Task statement: Please pull out every line of the listing below that contains the string "fill", and copy each one unchanged.

Listed entries:
▬▬▬

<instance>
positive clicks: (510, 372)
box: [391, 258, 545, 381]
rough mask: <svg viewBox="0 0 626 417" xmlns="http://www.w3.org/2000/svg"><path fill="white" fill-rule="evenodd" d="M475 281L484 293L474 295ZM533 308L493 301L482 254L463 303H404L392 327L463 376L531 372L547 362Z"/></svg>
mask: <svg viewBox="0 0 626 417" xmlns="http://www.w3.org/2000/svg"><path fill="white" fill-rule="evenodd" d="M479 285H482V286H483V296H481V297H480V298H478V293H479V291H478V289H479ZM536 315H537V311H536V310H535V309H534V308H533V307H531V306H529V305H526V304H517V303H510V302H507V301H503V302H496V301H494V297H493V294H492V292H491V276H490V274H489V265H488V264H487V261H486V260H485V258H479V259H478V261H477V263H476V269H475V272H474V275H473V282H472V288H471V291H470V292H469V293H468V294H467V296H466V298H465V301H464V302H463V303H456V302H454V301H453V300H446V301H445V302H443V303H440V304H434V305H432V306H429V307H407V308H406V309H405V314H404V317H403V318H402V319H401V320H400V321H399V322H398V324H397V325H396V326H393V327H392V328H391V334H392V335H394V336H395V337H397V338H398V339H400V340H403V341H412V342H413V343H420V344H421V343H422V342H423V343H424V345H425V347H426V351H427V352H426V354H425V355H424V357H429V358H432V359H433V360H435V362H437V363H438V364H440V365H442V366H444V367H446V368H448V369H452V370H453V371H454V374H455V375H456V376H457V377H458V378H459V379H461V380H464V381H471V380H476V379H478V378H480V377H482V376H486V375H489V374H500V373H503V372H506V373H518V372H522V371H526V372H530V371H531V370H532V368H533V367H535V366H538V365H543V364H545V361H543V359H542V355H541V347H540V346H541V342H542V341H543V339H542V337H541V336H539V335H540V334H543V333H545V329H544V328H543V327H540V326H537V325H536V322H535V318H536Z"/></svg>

▬▬▬

Written answer:
rough mask: <svg viewBox="0 0 626 417" xmlns="http://www.w3.org/2000/svg"><path fill="white" fill-rule="evenodd" d="M475 281L484 293L474 295ZM533 308L493 301L482 254L463 303H404L392 327L463 376L531 372L547 362Z"/></svg>
mask: <svg viewBox="0 0 626 417" xmlns="http://www.w3.org/2000/svg"><path fill="white" fill-rule="evenodd" d="M479 285H482V286H483V296H481V297H480V298H478V293H479V291H478V289H479ZM536 315H537V311H536V310H535V309H534V308H533V307H531V306H529V305H526V304H517V303H510V302H507V301H503V302H496V301H494V297H493V294H492V292H491V276H490V274H489V265H488V264H487V261H486V260H485V258H479V259H478V261H477V263H476V269H475V272H474V275H473V282H472V288H471V291H470V292H469V293H468V294H467V296H466V298H465V301H464V302H463V303H456V302H454V301H453V300H446V301H445V302H443V303H440V304H434V305H432V306H429V307H407V308H406V309H405V314H404V317H403V318H402V319H401V320H400V321H399V322H398V324H397V325H396V326H393V327H392V328H391V334H392V335H394V336H395V337H397V338H398V339H400V340H403V341H412V342H413V343H420V344H421V343H422V342H423V343H424V345H425V347H426V351H427V352H426V354H425V355H424V357H429V358H432V359H433V360H435V362H437V363H438V364H440V365H442V366H444V367H446V368H448V369H452V370H453V371H454V374H455V375H456V376H457V377H458V378H459V379H461V380H464V381H471V380H476V379H478V378H480V377H482V376H486V375H489V374H500V373H503V372H506V373H518V372H522V371H526V372H530V371H531V370H532V368H533V367H535V366H538V365H543V364H545V361H543V359H542V355H541V347H540V346H541V342H542V341H543V339H542V337H541V336H539V335H540V334H543V333H545V329H544V328H543V327H540V326H537V325H536V322H535V318H536Z"/></svg>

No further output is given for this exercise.